Do this. Shift the answer points in the items from the line with "Give a dot for each instance of the bib" to the line with "<point>3,4</point>", both included. Rewrite only those lines in full, requests included, adding 126 to every coordinate in the answers and leaving the numbers in the requests and their sample points unchanged.

Data shown.
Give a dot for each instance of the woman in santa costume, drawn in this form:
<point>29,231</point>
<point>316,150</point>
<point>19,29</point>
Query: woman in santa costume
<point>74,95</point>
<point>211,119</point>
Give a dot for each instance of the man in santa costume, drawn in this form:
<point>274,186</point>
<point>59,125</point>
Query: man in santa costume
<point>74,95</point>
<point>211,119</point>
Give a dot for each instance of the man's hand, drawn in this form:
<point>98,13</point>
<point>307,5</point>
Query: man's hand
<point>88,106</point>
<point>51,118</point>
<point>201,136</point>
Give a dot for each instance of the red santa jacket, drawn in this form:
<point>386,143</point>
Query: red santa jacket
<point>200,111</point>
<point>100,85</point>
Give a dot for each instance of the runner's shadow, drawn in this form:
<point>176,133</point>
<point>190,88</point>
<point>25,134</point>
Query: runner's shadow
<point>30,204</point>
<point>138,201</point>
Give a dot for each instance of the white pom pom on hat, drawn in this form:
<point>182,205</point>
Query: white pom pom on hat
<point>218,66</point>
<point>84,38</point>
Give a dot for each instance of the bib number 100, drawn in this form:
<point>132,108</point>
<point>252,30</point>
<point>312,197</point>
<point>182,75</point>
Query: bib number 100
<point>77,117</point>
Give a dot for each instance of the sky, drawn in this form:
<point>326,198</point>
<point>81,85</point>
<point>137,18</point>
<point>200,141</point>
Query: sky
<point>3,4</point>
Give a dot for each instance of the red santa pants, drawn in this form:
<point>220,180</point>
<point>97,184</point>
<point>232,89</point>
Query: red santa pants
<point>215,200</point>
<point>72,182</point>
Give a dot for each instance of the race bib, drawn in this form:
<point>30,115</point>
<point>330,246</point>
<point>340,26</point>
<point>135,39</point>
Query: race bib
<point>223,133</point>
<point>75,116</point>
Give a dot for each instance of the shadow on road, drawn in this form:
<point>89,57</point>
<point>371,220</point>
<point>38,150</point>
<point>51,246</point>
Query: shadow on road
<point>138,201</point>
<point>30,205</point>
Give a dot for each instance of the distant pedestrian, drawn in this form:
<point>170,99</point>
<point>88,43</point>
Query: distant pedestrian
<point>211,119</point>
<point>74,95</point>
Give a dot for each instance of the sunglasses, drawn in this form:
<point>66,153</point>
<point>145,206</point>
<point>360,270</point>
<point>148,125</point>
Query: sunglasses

Solution to the exercise.
Give a dot for each instance of the bib number 100, drawn in this form:
<point>132,108</point>
<point>252,30</point>
<point>312,197</point>
<point>182,75</point>
Query: bib number 100
<point>203,243</point>
Give a dot for each instance of the sky, drawn in this form:
<point>326,198</point>
<point>81,85</point>
<point>137,18</point>
<point>200,141</point>
Query: sky
<point>129,130</point>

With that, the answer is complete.